# [THE PROBLEM]
Print the data that follows, exactly and completely.

# [DATA FOR REVIEW]
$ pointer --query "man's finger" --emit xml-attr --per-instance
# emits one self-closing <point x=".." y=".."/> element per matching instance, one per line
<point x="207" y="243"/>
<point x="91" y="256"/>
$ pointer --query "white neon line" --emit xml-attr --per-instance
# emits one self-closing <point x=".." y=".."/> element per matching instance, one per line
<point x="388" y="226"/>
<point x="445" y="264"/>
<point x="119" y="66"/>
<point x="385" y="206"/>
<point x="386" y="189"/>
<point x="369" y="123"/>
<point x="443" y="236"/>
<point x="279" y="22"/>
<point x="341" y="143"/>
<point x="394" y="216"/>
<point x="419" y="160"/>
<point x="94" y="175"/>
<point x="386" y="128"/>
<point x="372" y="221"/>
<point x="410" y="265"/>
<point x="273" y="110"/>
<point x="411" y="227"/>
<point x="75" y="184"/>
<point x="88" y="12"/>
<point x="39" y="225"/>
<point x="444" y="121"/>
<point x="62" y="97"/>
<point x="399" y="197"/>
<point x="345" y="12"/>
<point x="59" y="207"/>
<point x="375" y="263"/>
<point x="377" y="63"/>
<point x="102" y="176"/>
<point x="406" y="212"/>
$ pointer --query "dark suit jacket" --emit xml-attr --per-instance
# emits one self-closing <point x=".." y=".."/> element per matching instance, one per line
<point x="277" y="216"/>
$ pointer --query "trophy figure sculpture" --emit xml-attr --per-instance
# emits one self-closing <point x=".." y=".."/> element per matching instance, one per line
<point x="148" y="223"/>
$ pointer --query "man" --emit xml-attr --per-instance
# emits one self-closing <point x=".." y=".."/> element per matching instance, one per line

# [ANSWER BOX]
$ pointer --query "man's finger" --emit xml-attr --per-instance
# emits one self-closing <point x=".." y=".."/> element per matching instance, one per line
<point x="207" y="243"/>
<point x="91" y="256"/>
$ pointer --query "white neon line" --emit xml-attr --per-instance
# emits one self-closing <point x=".." y=".."/> element per matching instance, one per line
<point x="388" y="226"/>
<point x="445" y="264"/>
<point x="119" y="66"/>
<point x="385" y="206"/>
<point x="386" y="189"/>
<point x="369" y="123"/>
<point x="443" y="236"/>
<point x="279" y="22"/>
<point x="341" y="143"/>
<point x="394" y="216"/>
<point x="419" y="160"/>
<point x="94" y="175"/>
<point x="386" y="128"/>
<point x="372" y="221"/>
<point x="410" y="265"/>
<point x="273" y="110"/>
<point x="411" y="227"/>
<point x="75" y="184"/>
<point x="88" y="12"/>
<point x="39" y="225"/>
<point x="444" y="121"/>
<point x="62" y="97"/>
<point x="399" y="197"/>
<point x="345" y="12"/>
<point x="59" y="207"/>
<point x="375" y="263"/>
<point x="377" y="63"/>
<point x="102" y="176"/>
<point x="406" y="212"/>
$ pointer --query "dark suit jacket" --emit xml-attr --per-instance
# emits one self-closing <point x=".." y=".."/> element per matching instance, one per line
<point x="277" y="216"/>
$ pointer --query "trophy figure sculpture" --emit xml-attr --per-instance
# emits one self-closing <point x=".." y=".."/> element per matching instance, one per line
<point x="148" y="223"/>
$ pointer --query "man" --emit xml-attr --per-instance
# emits one self-closing <point x=".." y=".."/> element per matching instance, one per line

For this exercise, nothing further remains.